## [AUFGABE UND VORGABEN]
Gib aus dem Artikel zum Emissionshandel den Abschnitt von "Datum: 19.02.05" bis "Verminderung des CO2-Ausstoßes." unverändert aus.

## [ARTIKEL]
*-*-*
Datum: 19.02.05
Tragikomödie um den Emissionshandel
Von Wolf von Fabeck
In einem gemeinsamen offenen Brief an Bundesumweltminister Jürgen Trittin kritisieren mehrere Deutsche Umweltverbände in scharfer Form die ihrer Auffassung nach unzureichenden Anstrengungen seines Ministeriums zum Klimaschutz
Den Umweltverbänden ist zu danken, dass sie öffentlichkeitswirksam auf die dramatische Gefährdung durch den steigenden Kohlendioxid-Ausstoß hinweisen und viele praktische Maßnahmen nennen, mit denen Deutschland den Ausstoß vermindern könnte. Der an erster Stelle ihrer Vorschläge geforderte "anspruchsvollere" Emissionshandel ist allerdings prinzipiell ein völlig ungeeignetes Instrument zur Verminderung des CO2-Ausstoßes.
Es gehört zur Tragik einiger Verbände, dass sie sich nicht von ihrer Fixierung auf die wirklichkeitsferne Idee des Emissionshandels lösen können. Dass die Verbände dann auch noch ausgerechnet dem Bundesumweltministerium in dieser Hinsicht zu geringe Anstrengungen vorwerfen, entbehrt nicht einer gewissen Komik. Minister Trittin ist einer der eifrigsten und ehrlichsten Befürworter des Emissionshandels. Gerade ihm zu geringe Anstrengungen vorzuwerfen, wirkt etwa so, als würden die Angehörigen einer Regentanz-Sekte ihren obersten Vortänzer beschuldigen, dass er noch nicht inbrünstig genug um Regen tanze.
Die verlegene Antwort aus dem Hause Trittin besagt, nicht die jetzige Regierung, sondern bereits die Regierung Kohl habe schon im Jahr 1997 die CO2-Minderungsverpflichtung faktisch zurückgefahren. Die deutschen Ziele seien aber dennoch weltweit die ambitioniertesten Ziele. Dabei schreibt Trittin sich indirekt auch die Ergebnisse von Entwicklungen gut, für die sein Ministerium keine Verantwortung trägt, so zum Beispiel den Niedergang der emissionsstarken DDR-Industrie nach der Wiedervereinigung.
*-*-*
## [BEREITGESTELLTE DATENSÄTZE]
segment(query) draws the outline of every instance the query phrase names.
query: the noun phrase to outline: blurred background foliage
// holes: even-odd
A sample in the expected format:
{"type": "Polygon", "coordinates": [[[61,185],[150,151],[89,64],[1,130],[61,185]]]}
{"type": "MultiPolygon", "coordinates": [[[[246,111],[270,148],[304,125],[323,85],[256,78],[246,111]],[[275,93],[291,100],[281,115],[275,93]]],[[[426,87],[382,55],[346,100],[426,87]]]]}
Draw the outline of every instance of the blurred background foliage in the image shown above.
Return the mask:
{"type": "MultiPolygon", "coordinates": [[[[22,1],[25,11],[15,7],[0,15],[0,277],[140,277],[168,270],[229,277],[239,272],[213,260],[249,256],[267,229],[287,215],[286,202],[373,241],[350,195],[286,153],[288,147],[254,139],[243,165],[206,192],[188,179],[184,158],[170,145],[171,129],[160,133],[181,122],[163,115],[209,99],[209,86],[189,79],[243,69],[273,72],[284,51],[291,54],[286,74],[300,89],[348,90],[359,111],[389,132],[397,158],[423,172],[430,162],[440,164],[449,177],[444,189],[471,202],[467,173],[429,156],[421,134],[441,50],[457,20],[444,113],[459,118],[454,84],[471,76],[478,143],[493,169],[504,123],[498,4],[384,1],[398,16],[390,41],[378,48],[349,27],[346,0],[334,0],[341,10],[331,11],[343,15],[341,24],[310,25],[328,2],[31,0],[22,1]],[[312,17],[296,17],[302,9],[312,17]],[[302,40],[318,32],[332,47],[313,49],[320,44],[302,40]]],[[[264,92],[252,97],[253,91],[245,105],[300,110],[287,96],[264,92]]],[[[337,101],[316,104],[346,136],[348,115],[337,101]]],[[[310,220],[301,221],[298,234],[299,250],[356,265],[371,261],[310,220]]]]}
*-*-*
## [LÖSUNG DER AUFGABE]
Datum: 19.02.05
Tragikomödie um den Emissionshandel
Von Wolf von Fabeck
In einem gemeinsamen offenen Brief an Bundesumweltminister Jürgen Trittin kritisieren mehrere Deutsche Umweltverbände in scharfer Form die ihrer Auffassung nach unzureichenden Anstrengungen seines Ministeriums zum Klimaschutz
Den Umweltverbänden ist zu danken, dass sie öffentlichkeitswirksam auf die dramatische Gefährdung durch den steigenden Kohlendioxid-Ausstoß hinweisen und viele praktische Maßnahmen nennen, mit denen Deutschland den Ausstoß vermindern könnte. Der an erster Stelle ihrer Vorschläge geforderte "anspruchsvollere" Emissionshandel ist allerdings prinzipiell ein völlig ungeeignetes Instrument zur Verminderung des CO2-Ausstoßes.